> Direction
Count the lines in the data below that contain the string "feather", treating uppercase and lowercase letters as different. Reply with the number alone.

[Point-based annotation data]
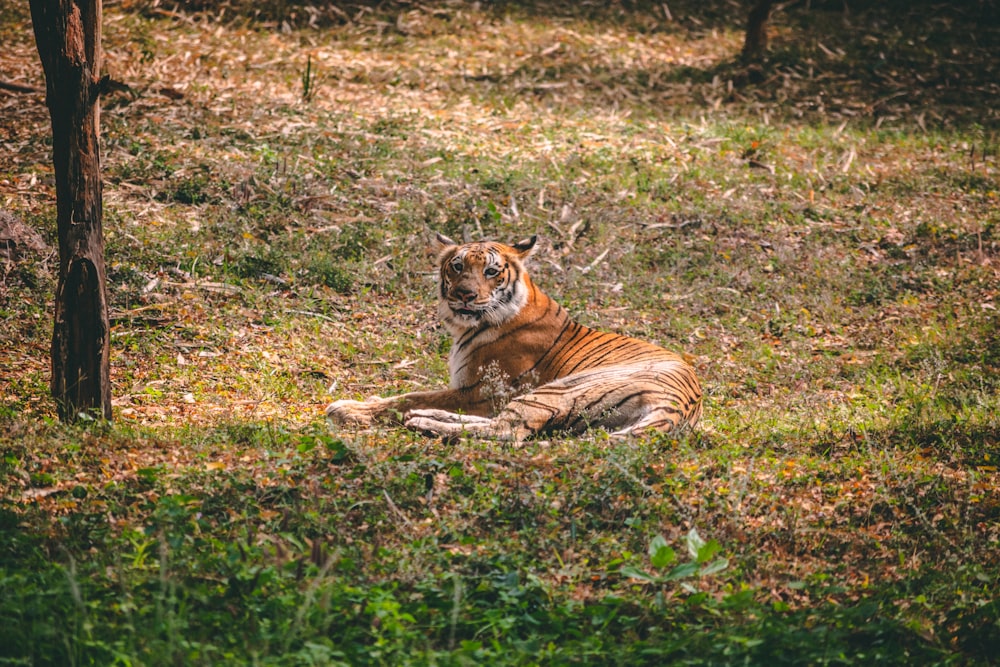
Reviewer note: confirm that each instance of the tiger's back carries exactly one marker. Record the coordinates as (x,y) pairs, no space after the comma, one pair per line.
(510,339)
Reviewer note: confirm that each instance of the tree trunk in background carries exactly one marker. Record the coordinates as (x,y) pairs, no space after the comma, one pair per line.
(755,45)
(68,37)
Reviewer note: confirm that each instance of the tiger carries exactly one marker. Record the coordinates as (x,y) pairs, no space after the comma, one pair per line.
(511,340)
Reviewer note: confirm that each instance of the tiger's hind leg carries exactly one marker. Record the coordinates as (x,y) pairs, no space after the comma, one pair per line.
(623,399)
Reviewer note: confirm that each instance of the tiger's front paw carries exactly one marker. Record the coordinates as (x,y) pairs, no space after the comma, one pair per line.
(356,413)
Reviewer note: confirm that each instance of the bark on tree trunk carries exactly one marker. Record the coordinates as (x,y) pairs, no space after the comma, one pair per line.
(68,37)
(755,44)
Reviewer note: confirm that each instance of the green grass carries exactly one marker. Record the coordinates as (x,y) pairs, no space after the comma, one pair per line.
(823,249)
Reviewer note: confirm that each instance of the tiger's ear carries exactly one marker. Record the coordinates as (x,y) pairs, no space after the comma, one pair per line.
(526,247)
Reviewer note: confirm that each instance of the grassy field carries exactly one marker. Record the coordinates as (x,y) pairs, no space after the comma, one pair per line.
(821,235)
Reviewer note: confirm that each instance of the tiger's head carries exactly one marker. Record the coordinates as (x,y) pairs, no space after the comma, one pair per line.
(481,283)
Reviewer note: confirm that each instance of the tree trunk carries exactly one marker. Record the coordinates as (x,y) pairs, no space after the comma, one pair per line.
(68,37)
(755,45)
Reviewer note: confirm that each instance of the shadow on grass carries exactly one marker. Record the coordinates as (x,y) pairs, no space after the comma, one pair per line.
(916,64)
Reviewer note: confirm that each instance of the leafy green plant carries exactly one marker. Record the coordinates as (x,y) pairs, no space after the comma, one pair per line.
(664,560)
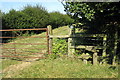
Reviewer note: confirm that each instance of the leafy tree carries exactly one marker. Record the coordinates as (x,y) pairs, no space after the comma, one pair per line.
(99,18)
(29,17)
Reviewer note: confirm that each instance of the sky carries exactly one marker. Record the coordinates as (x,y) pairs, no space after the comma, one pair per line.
(50,5)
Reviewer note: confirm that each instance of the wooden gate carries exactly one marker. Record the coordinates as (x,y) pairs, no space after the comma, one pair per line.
(24,46)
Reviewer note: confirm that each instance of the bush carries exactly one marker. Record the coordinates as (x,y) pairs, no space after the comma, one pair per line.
(59,48)
(29,17)
(57,19)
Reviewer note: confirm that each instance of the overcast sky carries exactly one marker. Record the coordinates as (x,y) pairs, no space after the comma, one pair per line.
(50,5)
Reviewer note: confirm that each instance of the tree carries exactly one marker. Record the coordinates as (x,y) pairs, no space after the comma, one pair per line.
(98,17)
(58,19)
(29,17)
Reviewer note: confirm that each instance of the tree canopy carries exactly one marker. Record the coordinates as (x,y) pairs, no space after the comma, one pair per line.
(95,15)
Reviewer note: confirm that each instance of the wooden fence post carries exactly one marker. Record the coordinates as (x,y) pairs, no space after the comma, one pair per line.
(95,58)
(71,43)
(104,45)
(50,39)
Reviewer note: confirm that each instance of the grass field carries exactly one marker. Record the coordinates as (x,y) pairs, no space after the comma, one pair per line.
(54,68)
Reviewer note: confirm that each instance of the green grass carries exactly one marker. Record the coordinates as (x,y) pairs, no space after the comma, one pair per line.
(65,68)
(52,68)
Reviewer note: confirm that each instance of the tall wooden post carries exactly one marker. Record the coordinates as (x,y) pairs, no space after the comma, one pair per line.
(104,45)
(50,39)
(95,58)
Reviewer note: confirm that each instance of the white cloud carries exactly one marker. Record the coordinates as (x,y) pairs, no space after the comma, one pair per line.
(29,0)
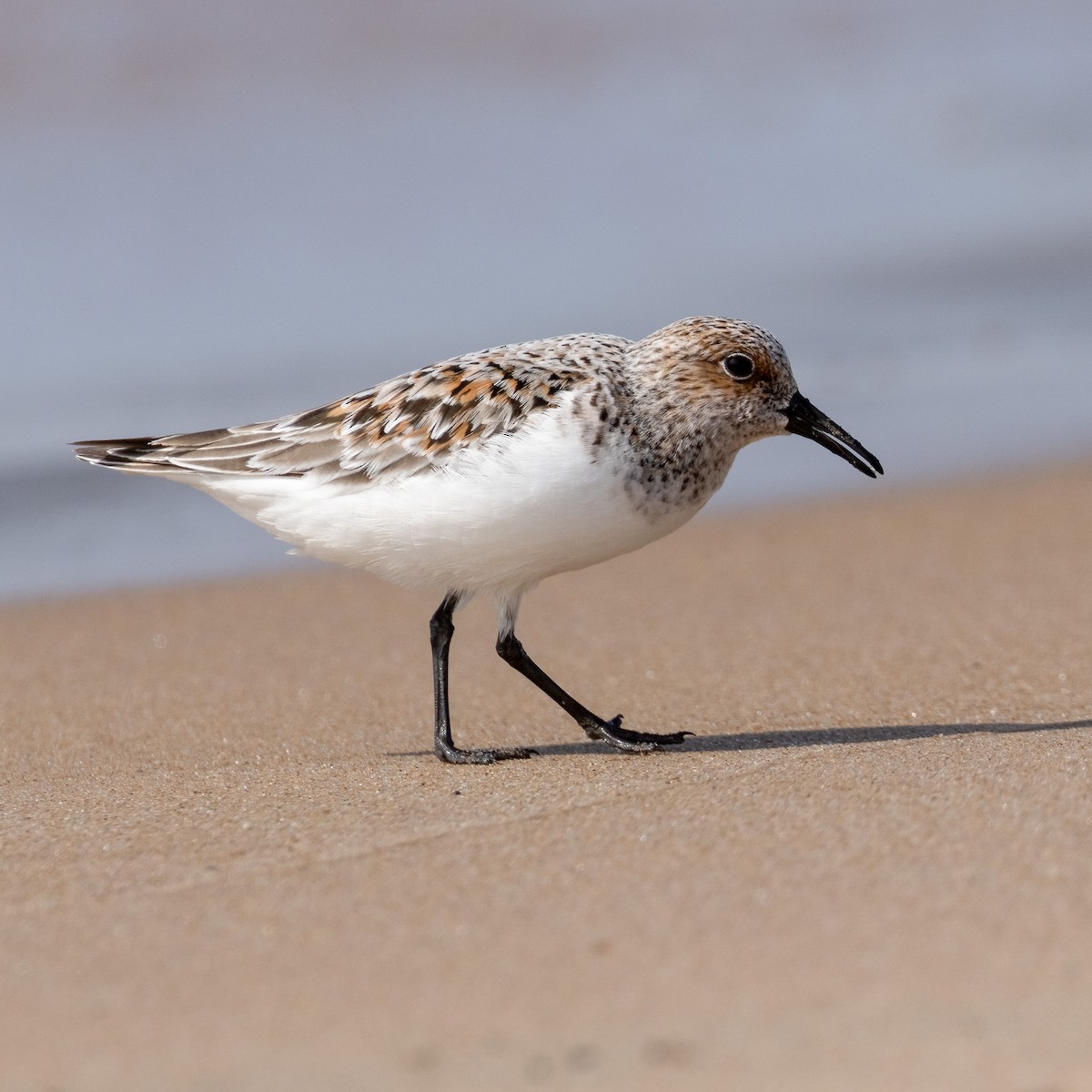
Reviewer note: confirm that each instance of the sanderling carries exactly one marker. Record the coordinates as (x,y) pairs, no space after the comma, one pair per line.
(486,473)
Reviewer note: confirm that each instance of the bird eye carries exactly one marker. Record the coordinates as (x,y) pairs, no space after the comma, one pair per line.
(738,366)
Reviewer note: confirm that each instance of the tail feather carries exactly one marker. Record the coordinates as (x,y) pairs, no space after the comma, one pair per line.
(131,453)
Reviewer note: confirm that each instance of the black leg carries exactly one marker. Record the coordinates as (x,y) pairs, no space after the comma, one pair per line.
(511,651)
(440,631)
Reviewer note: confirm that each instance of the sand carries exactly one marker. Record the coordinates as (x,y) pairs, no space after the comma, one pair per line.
(229,861)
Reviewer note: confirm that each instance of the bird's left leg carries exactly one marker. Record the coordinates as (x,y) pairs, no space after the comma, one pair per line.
(511,651)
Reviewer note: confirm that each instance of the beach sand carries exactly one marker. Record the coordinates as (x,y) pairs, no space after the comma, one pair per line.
(230,862)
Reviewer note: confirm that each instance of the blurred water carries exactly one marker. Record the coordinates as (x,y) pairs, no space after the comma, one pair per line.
(212,214)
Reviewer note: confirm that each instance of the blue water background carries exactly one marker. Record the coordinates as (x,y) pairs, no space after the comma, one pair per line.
(214,213)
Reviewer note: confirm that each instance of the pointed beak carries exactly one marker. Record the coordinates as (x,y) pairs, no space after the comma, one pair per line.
(805,420)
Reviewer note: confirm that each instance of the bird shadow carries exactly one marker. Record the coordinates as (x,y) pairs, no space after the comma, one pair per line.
(816,737)
(828,737)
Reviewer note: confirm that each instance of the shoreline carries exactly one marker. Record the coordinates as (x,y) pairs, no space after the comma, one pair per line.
(230,861)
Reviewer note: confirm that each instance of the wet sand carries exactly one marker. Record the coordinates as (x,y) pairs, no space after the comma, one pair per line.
(229,861)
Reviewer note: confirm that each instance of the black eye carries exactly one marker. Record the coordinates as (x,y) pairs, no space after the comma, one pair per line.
(738,366)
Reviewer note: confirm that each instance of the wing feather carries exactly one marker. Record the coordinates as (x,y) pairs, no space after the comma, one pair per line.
(401,427)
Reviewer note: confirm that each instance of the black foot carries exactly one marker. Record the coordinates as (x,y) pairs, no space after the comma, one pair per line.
(637,743)
(480,757)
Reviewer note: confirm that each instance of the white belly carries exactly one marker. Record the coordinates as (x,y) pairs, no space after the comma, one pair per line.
(496,519)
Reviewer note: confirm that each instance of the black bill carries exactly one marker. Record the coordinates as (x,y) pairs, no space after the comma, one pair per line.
(804,420)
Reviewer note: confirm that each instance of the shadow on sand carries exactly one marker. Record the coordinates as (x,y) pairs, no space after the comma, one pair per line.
(818,737)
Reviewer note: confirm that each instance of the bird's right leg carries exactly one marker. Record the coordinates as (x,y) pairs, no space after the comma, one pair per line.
(441,629)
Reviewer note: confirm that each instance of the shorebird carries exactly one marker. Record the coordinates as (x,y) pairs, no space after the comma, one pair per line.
(484,474)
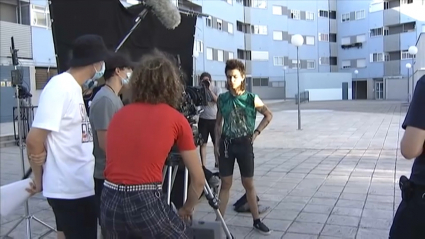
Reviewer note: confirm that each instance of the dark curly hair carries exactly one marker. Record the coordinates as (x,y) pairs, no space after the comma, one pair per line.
(156,79)
(234,64)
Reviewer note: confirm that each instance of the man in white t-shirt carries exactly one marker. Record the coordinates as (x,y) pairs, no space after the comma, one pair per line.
(62,131)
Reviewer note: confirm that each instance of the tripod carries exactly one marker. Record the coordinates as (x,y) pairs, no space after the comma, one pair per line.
(27,217)
(170,172)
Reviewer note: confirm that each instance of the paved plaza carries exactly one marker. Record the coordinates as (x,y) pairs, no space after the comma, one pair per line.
(336,178)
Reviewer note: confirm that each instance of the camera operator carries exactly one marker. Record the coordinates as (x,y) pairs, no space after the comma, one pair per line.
(62,129)
(409,220)
(207,118)
(140,137)
(104,105)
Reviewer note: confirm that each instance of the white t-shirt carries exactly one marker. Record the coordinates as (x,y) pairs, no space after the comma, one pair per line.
(68,171)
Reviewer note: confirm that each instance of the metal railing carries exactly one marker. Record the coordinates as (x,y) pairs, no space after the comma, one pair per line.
(304,97)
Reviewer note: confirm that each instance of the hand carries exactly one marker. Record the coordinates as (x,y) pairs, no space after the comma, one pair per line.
(185,213)
(35,187)
(38,159)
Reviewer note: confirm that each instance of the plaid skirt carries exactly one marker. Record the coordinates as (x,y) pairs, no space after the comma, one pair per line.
(140,214)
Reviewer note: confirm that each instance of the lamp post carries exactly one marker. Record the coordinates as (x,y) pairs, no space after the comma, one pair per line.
(194,56)
(297,40)
(408,66)
(355,77)
(413,50)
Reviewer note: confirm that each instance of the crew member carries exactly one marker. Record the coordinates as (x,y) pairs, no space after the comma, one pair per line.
(104,105)
(239,108)
(140,136)
(207,118)
(61,127)
(409,220)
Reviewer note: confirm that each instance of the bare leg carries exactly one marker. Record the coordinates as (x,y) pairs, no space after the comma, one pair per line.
(226,184)
(251,196)
(203,152)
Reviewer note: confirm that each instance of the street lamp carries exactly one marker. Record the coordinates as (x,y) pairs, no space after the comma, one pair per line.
(413,50)
(194,56)
(408,66)
(355,77)
(297,40)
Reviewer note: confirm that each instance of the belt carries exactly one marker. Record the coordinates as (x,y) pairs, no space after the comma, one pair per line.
(133,188)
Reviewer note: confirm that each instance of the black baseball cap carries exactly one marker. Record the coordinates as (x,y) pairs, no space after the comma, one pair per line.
(88,49)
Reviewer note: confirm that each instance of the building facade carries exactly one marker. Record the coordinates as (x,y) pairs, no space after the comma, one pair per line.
(368,39)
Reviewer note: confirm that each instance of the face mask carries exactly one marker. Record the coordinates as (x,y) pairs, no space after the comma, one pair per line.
(91,83)
(125,81)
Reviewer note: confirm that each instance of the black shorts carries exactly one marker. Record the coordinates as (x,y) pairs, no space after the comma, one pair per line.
(76,218)
(98,186)
(206,128)
(409,220)
(240,149)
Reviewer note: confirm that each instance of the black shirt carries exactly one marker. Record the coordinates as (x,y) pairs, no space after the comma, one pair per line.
(416,118)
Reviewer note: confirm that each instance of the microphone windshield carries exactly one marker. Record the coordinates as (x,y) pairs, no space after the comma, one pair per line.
(167,13)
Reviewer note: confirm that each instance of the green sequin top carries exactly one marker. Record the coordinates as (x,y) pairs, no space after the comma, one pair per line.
(239,114)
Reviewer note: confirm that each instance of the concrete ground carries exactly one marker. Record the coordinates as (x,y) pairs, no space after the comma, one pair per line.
(336,178)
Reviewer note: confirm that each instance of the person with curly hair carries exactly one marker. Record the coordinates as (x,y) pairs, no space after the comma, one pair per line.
(140,137)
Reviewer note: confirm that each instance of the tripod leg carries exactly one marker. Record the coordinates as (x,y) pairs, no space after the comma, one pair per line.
(214,203)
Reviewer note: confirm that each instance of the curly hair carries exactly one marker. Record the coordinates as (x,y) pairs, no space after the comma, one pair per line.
(234,64)
(156,79)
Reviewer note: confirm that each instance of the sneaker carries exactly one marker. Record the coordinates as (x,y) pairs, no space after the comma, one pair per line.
(262,228)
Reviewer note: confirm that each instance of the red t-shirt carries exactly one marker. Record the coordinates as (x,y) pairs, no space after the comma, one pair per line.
(139,138)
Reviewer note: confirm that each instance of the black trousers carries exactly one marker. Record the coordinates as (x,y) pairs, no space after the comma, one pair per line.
(76,218)
(409,220)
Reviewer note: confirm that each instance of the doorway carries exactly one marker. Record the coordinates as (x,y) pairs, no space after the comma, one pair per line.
(379,90)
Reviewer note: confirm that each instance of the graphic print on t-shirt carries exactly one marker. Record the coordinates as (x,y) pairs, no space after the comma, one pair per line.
(86,132)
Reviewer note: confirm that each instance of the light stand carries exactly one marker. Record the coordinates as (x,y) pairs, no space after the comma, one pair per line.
(17,82)
(297,40)
(408,66)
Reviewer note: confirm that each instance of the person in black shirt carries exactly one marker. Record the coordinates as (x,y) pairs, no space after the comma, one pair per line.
(409,220)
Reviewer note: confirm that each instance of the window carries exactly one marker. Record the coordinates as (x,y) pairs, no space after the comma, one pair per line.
(230,27)
(259,3)
(311,64)
(361,63)
(345,41)
(209,54)
(323,13)
(309,40)
(345,17)
(40,16)
(219,24)
(346,64)
(278,60)
(324,61)
(199,46)
(295,65)
(309,16)
(376,32)
(208,21)
(260,55)
(360,14)
(277,10)
(323,37)
(220,56)
(231,56)
(278,35)
(405,55)
(258,29)
(295,14)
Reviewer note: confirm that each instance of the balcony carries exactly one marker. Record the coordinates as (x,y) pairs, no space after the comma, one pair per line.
(22,37)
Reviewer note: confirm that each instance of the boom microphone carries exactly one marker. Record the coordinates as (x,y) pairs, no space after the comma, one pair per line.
(167,13)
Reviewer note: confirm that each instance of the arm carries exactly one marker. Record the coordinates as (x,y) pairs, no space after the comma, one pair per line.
(192,162)
(262,108)
(101,113)
(412,143)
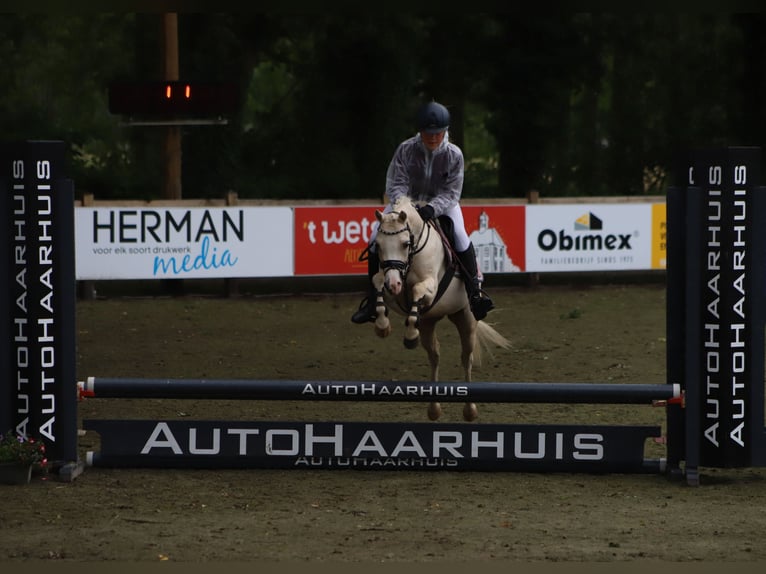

> Solution to the exercise
2